* _About this exercise_: Below are records; copy every line among them that contains the word "blurred".
-- Opening Marker --
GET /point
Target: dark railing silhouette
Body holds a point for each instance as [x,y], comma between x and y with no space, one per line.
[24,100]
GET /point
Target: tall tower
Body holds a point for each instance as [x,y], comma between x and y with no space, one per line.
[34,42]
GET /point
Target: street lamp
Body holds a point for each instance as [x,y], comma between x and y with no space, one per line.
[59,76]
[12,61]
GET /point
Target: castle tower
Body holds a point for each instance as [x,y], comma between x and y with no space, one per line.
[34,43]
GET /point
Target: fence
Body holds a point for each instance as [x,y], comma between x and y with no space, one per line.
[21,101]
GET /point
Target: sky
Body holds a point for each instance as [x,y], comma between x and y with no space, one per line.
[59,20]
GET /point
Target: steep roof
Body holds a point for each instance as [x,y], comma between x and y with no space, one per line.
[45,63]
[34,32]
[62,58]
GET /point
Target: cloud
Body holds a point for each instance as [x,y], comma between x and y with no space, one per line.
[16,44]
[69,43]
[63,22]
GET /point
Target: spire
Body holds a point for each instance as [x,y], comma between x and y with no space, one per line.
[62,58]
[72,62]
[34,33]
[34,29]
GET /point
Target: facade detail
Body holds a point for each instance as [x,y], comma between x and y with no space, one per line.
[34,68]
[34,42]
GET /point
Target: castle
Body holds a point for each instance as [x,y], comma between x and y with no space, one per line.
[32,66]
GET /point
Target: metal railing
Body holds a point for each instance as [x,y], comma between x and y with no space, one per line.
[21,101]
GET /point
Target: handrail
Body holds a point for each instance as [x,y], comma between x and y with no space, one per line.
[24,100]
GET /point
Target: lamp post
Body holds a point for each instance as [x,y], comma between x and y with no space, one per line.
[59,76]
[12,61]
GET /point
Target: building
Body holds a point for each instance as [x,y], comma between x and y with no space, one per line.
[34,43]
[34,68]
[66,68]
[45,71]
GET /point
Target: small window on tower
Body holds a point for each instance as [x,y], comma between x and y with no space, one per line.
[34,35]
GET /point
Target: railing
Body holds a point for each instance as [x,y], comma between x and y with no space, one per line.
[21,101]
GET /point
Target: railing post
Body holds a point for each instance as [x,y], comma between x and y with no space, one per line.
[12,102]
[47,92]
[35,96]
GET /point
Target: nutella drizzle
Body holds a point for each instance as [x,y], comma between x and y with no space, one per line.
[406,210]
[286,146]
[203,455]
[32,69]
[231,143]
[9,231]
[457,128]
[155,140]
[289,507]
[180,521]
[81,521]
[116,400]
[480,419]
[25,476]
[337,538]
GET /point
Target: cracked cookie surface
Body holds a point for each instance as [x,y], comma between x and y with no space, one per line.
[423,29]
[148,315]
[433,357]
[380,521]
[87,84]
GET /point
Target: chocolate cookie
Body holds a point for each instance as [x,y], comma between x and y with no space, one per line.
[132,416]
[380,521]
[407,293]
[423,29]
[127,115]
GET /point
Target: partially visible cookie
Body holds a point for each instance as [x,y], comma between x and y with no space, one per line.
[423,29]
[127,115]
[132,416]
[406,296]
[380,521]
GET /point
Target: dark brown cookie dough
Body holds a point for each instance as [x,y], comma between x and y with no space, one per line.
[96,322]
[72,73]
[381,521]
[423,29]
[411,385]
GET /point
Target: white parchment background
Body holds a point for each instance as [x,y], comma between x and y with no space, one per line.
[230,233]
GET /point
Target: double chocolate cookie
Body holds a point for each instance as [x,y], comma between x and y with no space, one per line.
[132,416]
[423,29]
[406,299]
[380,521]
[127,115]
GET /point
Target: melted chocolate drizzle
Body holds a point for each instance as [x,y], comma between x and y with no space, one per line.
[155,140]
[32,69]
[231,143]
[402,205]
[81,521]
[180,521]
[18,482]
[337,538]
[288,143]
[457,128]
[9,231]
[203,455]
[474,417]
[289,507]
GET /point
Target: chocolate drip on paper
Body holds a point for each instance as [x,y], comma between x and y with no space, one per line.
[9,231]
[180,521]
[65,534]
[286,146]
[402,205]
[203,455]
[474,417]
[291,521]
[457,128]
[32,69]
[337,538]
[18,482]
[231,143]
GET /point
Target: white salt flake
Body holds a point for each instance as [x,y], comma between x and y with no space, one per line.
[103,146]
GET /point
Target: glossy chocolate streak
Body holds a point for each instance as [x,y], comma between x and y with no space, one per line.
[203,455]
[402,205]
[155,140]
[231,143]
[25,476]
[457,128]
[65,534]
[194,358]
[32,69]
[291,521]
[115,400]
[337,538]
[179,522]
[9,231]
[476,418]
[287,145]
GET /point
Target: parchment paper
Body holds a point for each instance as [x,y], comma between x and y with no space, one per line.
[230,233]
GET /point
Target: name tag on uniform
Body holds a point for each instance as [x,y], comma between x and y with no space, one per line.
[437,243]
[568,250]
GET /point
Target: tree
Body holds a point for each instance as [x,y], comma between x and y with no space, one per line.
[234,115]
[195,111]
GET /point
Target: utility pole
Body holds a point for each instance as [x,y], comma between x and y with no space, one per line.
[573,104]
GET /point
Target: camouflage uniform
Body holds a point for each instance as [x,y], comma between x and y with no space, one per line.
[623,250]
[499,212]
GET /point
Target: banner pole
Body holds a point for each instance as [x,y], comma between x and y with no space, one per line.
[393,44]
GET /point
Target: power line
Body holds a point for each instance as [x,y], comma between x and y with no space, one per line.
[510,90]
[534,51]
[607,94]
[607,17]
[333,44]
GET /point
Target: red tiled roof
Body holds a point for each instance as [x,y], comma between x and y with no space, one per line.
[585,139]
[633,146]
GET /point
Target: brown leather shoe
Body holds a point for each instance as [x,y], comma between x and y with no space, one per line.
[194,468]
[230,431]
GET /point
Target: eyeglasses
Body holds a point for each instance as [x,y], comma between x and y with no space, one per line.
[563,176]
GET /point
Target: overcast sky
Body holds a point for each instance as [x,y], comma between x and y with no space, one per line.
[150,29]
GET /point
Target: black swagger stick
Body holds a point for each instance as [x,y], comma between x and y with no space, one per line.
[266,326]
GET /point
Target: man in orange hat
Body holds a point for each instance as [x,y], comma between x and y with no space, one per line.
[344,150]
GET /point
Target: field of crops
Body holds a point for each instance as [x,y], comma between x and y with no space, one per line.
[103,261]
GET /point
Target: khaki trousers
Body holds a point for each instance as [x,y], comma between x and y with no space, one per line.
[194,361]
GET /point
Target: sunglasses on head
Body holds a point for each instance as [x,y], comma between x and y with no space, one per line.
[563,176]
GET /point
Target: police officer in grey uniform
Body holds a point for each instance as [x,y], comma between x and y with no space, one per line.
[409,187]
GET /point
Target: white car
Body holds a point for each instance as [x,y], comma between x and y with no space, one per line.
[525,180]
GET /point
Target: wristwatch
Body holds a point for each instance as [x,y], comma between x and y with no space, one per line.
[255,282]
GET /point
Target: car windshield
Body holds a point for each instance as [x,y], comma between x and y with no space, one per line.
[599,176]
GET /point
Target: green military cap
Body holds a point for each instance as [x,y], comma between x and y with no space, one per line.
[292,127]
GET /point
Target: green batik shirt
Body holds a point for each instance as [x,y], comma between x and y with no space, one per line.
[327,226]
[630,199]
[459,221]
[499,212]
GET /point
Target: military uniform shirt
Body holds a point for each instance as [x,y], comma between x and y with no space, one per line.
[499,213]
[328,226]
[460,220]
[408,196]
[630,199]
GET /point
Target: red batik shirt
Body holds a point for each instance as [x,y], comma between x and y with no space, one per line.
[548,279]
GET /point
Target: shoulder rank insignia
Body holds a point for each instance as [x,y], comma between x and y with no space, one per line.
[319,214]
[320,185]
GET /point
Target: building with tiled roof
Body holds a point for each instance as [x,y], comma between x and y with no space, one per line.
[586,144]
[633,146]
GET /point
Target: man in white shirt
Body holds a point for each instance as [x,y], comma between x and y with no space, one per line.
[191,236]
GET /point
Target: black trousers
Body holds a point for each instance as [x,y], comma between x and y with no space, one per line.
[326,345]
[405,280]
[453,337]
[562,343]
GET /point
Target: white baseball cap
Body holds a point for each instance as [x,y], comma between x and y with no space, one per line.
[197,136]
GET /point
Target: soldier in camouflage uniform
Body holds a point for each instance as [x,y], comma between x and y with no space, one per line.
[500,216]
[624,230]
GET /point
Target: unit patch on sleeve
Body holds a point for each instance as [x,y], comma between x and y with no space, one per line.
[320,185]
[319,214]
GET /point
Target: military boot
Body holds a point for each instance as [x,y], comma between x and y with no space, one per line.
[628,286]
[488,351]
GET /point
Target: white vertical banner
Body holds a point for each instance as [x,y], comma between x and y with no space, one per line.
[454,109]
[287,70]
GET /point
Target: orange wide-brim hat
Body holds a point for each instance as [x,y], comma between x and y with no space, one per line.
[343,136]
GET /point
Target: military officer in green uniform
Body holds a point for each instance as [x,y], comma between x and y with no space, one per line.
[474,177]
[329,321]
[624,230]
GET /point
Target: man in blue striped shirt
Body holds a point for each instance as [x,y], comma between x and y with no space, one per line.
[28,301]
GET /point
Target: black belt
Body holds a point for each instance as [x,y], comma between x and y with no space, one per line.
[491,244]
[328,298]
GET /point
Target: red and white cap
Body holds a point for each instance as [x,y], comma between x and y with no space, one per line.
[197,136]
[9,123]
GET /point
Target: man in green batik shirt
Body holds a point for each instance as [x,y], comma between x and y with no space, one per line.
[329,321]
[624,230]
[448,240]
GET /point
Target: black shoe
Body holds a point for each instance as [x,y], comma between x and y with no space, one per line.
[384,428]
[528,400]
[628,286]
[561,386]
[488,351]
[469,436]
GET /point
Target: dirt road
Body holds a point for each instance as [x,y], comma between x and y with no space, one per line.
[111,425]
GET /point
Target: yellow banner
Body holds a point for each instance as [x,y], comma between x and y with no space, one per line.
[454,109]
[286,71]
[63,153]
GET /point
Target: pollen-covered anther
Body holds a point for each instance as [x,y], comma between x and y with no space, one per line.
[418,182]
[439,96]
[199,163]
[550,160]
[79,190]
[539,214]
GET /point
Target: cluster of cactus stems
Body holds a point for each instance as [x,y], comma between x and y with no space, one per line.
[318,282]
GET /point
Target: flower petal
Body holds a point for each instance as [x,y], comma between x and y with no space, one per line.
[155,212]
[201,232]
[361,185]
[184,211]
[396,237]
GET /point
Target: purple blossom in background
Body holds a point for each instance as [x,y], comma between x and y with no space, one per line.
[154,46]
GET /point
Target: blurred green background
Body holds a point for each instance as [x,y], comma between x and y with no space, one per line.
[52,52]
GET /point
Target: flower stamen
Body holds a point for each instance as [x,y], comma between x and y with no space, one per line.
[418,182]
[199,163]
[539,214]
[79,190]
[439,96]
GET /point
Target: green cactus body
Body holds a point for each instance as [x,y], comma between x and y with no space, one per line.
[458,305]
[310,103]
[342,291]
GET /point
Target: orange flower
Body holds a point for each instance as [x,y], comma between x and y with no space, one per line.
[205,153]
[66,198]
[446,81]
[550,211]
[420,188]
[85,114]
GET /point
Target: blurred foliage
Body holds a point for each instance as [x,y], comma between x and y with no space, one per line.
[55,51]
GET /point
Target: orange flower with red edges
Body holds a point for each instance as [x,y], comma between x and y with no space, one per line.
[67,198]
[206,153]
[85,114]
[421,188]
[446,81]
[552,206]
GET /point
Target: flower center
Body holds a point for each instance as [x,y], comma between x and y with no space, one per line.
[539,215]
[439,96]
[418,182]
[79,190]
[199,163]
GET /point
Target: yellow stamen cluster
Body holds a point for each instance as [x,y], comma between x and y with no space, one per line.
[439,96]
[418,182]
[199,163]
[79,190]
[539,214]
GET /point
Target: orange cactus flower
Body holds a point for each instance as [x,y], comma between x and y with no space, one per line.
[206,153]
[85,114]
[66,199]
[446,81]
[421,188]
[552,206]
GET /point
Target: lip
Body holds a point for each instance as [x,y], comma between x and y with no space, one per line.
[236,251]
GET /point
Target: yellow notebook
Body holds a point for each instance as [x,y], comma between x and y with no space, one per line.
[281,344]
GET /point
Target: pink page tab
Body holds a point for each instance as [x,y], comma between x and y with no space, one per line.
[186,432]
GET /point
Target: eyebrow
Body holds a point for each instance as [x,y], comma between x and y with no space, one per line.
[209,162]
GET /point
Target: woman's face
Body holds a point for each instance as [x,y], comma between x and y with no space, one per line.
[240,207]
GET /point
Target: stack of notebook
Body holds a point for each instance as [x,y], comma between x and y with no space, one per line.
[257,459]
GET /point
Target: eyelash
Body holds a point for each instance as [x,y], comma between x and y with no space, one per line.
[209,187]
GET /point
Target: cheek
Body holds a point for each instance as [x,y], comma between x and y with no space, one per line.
-- Closing Marker --
* _Exercise response_:
Target: blurred green background
Target: blurred foliage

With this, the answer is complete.